[PROBLEM REQUIREMENTS]
Starting at the line that contains "Identify stainless steel sink in the frame." and stopping after the line that contains "[597,174,891,421]", rewrite these records with "quartz" substituted for "marble" and everything else left as it is. Leave the pictures out of your answer.

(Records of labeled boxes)
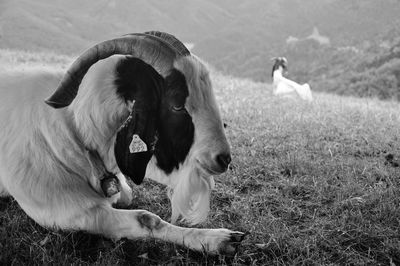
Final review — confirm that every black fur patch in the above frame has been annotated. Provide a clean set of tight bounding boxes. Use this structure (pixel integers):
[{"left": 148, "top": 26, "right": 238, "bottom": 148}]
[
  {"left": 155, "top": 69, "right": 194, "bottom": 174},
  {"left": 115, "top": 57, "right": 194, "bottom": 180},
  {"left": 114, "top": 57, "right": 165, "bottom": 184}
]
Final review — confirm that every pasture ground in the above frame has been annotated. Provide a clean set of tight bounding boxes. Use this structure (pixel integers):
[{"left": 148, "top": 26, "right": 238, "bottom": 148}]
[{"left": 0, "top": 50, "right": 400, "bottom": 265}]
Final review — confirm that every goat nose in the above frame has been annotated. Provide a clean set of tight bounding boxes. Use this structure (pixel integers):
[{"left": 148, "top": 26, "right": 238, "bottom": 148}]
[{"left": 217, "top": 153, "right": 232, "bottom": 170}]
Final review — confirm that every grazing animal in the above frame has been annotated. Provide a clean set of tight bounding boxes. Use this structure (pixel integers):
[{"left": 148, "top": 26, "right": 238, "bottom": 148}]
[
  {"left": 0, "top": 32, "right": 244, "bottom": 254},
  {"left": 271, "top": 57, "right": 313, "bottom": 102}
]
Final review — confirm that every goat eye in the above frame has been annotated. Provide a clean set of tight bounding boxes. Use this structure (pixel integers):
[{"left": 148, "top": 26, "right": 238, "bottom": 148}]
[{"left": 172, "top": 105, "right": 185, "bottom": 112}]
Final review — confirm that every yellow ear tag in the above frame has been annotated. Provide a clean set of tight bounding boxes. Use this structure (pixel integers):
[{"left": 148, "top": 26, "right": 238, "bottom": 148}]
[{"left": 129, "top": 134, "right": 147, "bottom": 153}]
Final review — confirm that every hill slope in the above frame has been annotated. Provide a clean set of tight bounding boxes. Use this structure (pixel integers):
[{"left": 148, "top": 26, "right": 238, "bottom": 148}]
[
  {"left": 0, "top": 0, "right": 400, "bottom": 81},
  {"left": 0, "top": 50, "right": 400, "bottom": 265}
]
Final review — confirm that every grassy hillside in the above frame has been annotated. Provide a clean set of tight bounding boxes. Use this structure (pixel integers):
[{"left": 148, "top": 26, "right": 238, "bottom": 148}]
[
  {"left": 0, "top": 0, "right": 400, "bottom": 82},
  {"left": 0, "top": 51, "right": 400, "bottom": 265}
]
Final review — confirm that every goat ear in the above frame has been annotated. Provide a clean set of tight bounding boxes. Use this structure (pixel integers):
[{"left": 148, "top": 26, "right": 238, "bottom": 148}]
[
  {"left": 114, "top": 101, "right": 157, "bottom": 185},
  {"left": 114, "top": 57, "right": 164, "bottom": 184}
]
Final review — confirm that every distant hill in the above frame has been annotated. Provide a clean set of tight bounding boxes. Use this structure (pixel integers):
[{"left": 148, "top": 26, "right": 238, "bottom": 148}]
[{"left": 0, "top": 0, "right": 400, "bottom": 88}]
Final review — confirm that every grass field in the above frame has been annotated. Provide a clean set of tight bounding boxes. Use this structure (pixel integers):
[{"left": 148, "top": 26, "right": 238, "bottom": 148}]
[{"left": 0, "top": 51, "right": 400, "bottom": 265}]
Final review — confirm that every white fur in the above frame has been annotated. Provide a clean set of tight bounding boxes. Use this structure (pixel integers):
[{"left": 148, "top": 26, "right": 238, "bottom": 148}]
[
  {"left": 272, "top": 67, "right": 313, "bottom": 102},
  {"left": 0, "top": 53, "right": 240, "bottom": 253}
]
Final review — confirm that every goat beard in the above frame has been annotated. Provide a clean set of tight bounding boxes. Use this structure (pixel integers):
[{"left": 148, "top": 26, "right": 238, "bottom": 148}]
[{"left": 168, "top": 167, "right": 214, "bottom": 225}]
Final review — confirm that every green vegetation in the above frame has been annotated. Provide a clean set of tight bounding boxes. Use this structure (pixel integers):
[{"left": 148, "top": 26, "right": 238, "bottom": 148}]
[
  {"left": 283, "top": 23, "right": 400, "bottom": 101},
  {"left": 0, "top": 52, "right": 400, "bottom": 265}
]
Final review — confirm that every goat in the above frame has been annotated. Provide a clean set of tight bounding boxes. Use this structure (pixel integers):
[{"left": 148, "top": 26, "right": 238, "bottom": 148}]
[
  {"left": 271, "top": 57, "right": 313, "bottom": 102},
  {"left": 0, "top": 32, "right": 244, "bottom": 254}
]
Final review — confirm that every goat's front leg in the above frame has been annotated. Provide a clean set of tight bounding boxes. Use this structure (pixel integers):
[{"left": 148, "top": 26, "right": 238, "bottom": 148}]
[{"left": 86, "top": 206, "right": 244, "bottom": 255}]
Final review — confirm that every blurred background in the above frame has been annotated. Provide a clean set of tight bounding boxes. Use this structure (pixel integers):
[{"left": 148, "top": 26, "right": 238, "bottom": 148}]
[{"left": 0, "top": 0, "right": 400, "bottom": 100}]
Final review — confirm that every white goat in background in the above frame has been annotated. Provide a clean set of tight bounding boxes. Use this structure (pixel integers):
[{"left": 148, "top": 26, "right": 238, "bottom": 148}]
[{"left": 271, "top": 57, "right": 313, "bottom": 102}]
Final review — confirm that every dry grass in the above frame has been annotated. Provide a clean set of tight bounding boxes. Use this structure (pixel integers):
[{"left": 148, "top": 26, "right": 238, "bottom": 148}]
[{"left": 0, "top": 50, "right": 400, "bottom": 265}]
==
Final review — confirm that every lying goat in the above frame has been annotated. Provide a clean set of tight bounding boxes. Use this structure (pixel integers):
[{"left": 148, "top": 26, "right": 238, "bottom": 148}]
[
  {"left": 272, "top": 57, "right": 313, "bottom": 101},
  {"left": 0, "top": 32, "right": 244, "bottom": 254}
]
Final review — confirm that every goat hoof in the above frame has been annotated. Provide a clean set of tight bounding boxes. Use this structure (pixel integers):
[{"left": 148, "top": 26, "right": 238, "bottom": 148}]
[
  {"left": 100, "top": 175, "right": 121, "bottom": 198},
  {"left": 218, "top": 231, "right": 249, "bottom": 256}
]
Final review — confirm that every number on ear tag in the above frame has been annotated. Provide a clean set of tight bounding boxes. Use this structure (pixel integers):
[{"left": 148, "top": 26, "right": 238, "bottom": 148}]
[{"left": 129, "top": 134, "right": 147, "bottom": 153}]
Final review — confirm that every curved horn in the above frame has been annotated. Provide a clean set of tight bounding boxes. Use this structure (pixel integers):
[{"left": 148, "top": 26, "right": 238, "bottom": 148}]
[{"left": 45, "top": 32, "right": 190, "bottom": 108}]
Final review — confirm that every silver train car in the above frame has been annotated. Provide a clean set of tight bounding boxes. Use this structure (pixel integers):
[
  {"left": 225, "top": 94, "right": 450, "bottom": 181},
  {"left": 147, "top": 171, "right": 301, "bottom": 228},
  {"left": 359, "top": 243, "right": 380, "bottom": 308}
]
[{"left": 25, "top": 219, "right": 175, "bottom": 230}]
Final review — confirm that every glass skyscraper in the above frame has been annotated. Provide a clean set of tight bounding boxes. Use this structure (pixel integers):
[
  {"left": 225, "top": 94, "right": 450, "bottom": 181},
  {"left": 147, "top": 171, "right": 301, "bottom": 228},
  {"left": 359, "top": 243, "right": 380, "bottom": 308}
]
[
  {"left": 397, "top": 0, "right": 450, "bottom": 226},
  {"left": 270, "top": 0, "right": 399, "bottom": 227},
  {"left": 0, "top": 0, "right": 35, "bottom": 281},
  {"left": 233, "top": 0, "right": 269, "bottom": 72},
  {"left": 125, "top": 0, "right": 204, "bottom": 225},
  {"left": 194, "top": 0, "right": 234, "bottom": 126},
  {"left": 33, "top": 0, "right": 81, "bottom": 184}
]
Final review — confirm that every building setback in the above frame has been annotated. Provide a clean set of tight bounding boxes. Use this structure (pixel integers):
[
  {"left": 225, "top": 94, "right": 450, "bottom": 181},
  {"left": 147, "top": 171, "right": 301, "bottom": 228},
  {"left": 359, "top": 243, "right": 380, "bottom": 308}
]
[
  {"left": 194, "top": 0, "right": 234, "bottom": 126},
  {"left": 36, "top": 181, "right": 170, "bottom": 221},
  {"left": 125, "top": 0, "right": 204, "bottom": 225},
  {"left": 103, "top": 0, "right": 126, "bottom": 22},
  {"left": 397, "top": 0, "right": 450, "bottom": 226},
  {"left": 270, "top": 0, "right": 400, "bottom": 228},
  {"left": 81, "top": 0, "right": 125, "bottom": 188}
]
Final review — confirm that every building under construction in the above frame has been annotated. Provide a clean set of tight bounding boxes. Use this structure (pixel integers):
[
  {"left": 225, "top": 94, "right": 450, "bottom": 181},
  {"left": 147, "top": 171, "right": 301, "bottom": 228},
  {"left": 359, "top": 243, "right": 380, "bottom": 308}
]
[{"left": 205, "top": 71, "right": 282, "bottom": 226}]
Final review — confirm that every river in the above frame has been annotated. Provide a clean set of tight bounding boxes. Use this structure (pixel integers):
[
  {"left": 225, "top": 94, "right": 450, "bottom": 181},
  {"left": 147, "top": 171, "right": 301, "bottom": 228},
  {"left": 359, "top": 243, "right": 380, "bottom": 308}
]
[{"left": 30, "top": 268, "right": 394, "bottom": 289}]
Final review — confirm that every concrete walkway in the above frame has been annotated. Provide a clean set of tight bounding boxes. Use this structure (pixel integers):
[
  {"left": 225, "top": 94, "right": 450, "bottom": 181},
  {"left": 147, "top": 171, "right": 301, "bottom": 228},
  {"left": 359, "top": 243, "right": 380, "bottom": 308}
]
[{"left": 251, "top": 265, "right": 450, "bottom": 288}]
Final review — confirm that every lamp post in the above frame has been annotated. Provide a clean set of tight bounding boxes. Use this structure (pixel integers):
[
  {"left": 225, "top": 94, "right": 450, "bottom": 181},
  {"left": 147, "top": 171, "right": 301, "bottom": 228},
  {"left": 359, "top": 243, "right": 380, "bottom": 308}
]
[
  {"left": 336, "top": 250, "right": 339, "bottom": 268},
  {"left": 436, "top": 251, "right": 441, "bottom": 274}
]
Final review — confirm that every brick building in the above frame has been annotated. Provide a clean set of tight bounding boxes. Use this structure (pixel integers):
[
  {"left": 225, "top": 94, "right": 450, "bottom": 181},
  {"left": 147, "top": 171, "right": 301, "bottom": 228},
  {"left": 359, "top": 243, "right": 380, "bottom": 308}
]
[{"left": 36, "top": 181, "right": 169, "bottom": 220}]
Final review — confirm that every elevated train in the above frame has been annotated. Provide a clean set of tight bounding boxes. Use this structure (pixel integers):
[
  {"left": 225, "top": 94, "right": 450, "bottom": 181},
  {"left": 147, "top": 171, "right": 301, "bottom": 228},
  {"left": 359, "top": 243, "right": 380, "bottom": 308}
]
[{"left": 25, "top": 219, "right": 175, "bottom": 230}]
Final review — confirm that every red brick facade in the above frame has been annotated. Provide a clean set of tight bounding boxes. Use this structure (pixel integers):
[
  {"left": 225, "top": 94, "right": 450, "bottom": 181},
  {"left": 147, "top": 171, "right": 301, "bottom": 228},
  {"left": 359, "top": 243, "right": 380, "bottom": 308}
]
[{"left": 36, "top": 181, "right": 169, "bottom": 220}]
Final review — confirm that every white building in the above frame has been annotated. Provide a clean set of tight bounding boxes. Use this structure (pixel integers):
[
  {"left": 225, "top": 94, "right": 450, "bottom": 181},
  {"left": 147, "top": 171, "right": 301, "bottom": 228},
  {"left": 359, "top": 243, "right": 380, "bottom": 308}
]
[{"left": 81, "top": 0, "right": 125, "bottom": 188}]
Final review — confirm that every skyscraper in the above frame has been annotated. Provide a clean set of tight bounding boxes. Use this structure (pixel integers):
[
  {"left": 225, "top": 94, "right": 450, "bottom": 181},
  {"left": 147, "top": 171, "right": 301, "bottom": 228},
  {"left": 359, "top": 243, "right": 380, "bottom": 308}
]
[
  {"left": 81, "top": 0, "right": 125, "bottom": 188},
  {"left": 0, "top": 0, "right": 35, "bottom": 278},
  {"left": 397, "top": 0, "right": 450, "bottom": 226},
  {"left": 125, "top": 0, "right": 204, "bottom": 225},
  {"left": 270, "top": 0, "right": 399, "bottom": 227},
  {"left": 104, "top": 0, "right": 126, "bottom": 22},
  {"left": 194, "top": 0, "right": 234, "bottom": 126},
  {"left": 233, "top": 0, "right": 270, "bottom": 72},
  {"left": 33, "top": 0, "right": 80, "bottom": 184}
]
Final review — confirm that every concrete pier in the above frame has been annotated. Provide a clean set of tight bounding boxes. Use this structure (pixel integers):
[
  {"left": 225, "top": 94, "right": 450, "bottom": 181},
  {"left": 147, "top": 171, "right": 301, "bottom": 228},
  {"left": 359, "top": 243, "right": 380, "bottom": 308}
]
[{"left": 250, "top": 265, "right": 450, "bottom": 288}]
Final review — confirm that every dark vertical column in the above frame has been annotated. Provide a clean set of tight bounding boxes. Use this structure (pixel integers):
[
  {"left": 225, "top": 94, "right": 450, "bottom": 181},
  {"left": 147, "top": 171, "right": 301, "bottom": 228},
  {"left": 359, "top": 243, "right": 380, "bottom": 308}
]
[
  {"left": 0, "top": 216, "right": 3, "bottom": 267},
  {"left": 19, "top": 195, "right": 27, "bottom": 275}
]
...
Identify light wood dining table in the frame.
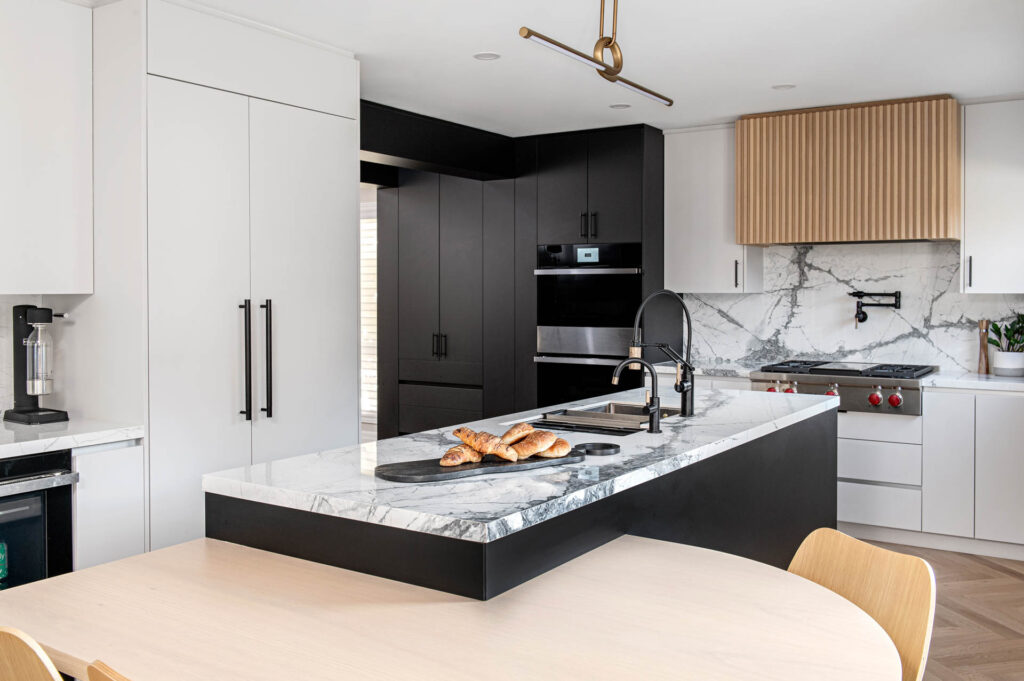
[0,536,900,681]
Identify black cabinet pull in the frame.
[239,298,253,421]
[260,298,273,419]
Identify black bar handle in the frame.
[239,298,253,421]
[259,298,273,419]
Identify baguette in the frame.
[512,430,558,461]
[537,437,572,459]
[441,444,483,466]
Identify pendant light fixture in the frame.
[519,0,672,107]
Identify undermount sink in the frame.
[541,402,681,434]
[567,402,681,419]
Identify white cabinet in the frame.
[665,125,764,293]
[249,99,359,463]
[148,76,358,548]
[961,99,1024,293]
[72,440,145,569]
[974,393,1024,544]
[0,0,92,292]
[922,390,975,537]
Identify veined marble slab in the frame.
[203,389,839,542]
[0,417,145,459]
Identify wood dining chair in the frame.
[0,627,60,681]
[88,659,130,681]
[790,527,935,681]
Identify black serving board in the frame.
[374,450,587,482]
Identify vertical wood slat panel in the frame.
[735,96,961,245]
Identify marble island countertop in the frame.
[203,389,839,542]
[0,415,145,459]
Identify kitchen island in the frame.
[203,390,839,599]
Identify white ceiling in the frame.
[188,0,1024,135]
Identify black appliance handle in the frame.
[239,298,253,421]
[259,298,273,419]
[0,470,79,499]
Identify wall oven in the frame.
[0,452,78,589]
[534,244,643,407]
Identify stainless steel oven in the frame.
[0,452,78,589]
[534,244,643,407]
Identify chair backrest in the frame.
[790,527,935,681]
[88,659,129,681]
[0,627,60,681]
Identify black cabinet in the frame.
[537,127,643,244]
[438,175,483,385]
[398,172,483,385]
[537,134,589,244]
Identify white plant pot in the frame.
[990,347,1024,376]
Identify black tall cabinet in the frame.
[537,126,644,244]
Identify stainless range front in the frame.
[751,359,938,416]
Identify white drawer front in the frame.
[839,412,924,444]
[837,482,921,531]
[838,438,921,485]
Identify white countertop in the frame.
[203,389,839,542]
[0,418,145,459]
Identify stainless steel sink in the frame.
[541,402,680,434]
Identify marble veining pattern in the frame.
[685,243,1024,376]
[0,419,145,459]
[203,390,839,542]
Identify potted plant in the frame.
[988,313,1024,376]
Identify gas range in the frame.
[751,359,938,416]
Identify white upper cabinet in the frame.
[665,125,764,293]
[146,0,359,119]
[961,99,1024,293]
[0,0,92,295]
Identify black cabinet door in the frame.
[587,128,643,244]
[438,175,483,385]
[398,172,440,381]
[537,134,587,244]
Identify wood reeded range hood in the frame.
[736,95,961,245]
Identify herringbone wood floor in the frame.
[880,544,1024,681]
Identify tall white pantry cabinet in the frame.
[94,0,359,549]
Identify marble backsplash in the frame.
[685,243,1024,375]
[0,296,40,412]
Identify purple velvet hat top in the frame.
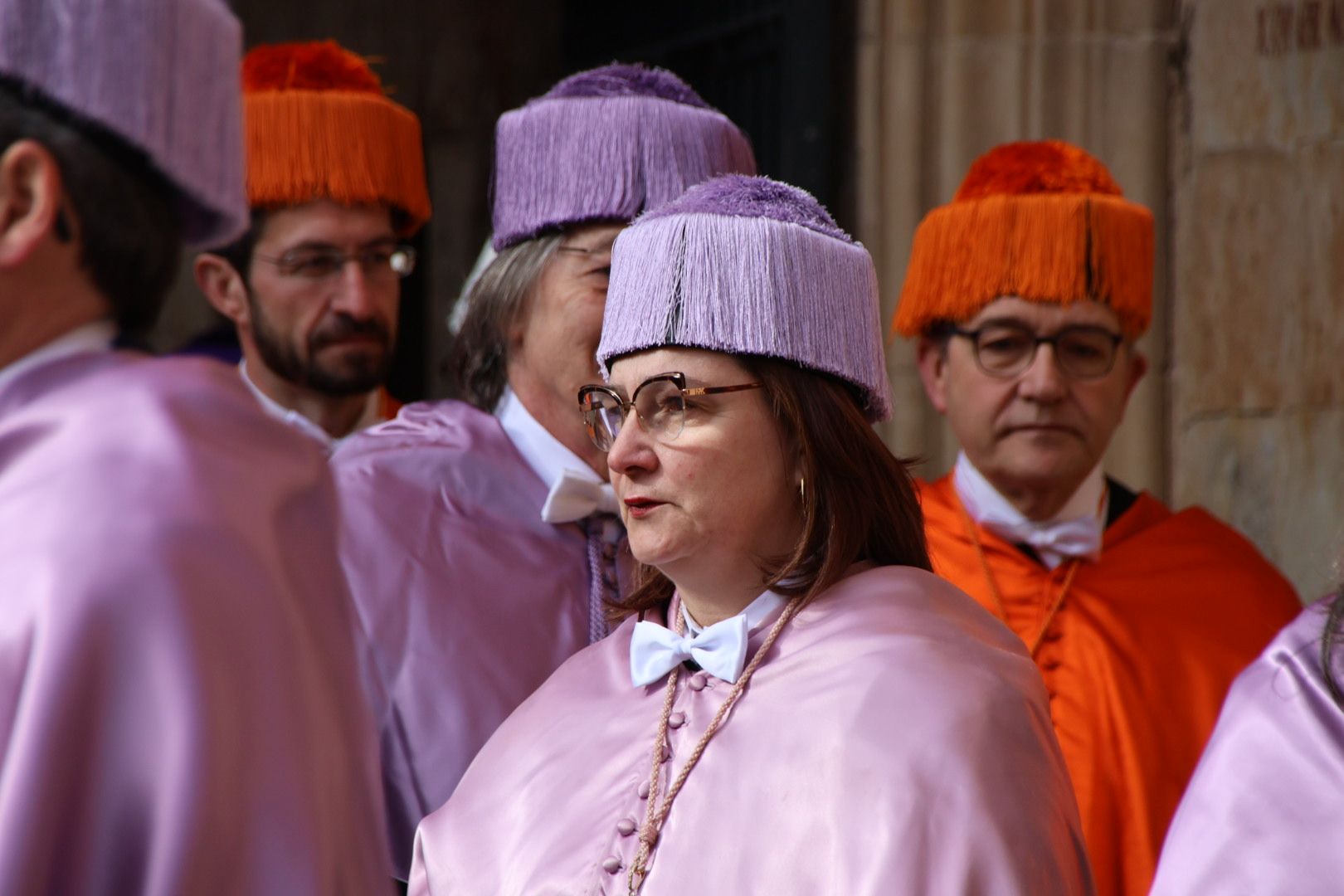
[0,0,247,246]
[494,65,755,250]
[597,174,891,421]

[RESPONSE TO THIS EXERCISE]
Identify stainless steel sink in the frame.
[541,402,680,434]
Identify quartz veining pattern in the frame.
[685,243,1024,376]
[0,419,145,459]
[203,390,839,542]
Identify potted plant in the frame.
[988,313,1024,376]
Identify gas range in the frame.
[751,359,938,416]
Identify white upper cabinet in the frame.
[665,125,764,293]
[146,0,359,119]
[961,99,1024,293]
[0,0,92,295]
Identify black cabinet door in the frame.
[587,128,643,244]
[438,175,483,385]
[398,172,440,381]
[537,134,587,244]
Identify wood reeded range hood in the frame.
[736,95,961,245]
Identify herringbone wood floor in the frame.
[880,544,1024,681]
Identify tall white pantry cabinet in the frame.
[94,0,359,549]
Identify quartz backsplash in the frame.
[685,243,1024,375]
[0,296,40,412]
Identify purple velvet hat top in the frame.
[0,0,247,246]
[494,65,755,250]
[597,174,891,421]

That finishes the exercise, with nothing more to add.